◆ Extract
Kevin Costner stepped up to bat for this loose adaptation of W.P. Kinsella’s book Shoeless Joe (no J.D. Salinger on display here) and hit one right out of the cornfield. Fathers and sons have spent countless hours bonding and bawling over this sentimental expression of the American Dream, even turning the film site into a tourist attraction. The main theme here is missed opportunities, and for many parents and children, said stumbles become the stuff of solid psychological schisms. Here, we get an imaginary reunion, a simple game of catch that makes up for decades of disagreement and distrust.
Before the NFL became the new national past time, Brian Piccolo and Gayle Sayers were names best known for their lives both on and off the field. The latter was a star running back. The former was his friend, stricken down with cancer well before his prime. From Sayers’ severe knee injury (this was the late ‘60s we’re talking about, medically speaking) and Piccolo’s brave battle, this duo turned football into a five handkerchief free-for-all. One of the most popular TV movies of all time, Brian’s Song has become a benchmark for sports weepers. One viewing and you’ll know why.

◆ Data for review
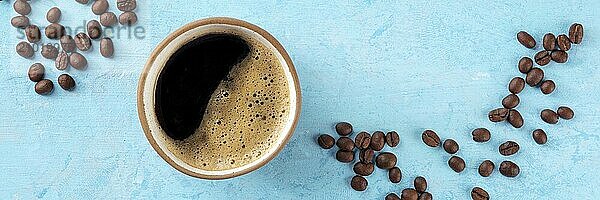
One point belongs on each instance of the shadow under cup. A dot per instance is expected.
(198, 155)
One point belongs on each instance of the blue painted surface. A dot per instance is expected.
(402, 65)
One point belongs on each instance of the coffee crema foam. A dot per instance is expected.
(244, 117)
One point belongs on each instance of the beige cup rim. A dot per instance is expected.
(184, 29)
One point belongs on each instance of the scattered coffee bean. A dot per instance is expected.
(62, 61)
(565, 112)
(24, 49)
(44, 87)
(77, 61)
(516, 85)
(481, 135)
(539, 136)
(430, 138)
(508, 148)
(479, 194)
(563, 42)
(509, 169)
(343, 128)
(362, 140)
(547, 86)
(359, 183)
(525, 64)
(395, 175)
(420, 184)
(377, 141)
(66, 82)
(450, 146)
(345, 144)
(457, 164)
(126, 5)
(36, 72)
(363, 169)
(534, 77)
(19, 22)
(386, 160)
(526, 40)
(83, 42)
(325, 141)
(515, 119)
(549, 41)
(344, 156)
(543, 58)
(108, 19)
(511, 101)
(33, 33)
(392, 139)
(549, 116)
(498, 115)
(486, 168)
(128, 18)
(576, 33)
(53, 15)
(99, 7)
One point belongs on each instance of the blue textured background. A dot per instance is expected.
(402, 65)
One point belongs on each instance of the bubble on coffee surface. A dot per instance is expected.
(244, 116)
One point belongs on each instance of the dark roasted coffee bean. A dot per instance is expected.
(511, 101)
(508, 148)
(395, 175)
(409, 194)
(481, 135)
(326, 141)
(430, 138)
(565, 112)
(377, 141)
(66, 82)
(344, 156)
(385, 160)
(19, 22)
(363, 169)
(563, 42)
(345, 144)
(359, 183)
(362, 140)
(392, 139)
(479, 194)
(24, 49)
(343, 128)
(543, 58)
(526, 40)
(549, 41)
(559, 56)
(515, 119)
(549, 116)
(576, 33)
(450, 146)
(33, 33)
(44, 87)
(516, 85)
(525, 64)
(509, 169)
(498, 115)
(457, 164)
(486, 168)
(539, 136)
(547, 86)
(420, 184)
(36, 72)
(366, 155)
(534, 77)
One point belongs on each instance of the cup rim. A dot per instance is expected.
(222, 21)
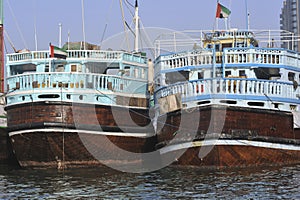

◆ What to work on
**1.** According to the sports-film excerpt, what book is Kevin Costner's film a loose adaptation of?
**2.** Continue the sports-film excerpt from where it stops.

◆ Exercise answers
**1.** W.P. Kinsella's book Shoeless Joe.

**2.**
It’s rare for a tearjerker to become a legend, but this Cary Grant/ Deborah Kerr melodrama retains so much impact that it became the basis for Meg Ryan’s lovelorn character in Sleepless in Seattle. The story is so schmaltzy it might even cause diabetes, but the two actors are so enigmatic and committed to their cause that we come away completely entranced by their love and devastated by their loss. While much of the movie is mere set-up for the wonderful weepiness of the finalé, there are sequences before the big reveal that work on our wary feelings in full blown boo-hoo mode.
While the argument over whether or not this should have beat Raging Bull for Best Picture are all but moot (Scorsese’s film is better, but not superior), there’s no denying Robert Redford’s emotional power behind the lens. Some point in the moment when troubled teen Conrad Jarrett (Oscar winner Timothy Hutton) confronts “the truth” about what happened to his brother, it’s clear that this is movie’s main tear inducer. But the real waterworks arrive when our hero comforts his dad (Donald Sutherland) during a crisis in his marriage. Just that one exchange between these two gifted actors is enough to keep one blubbering for hours.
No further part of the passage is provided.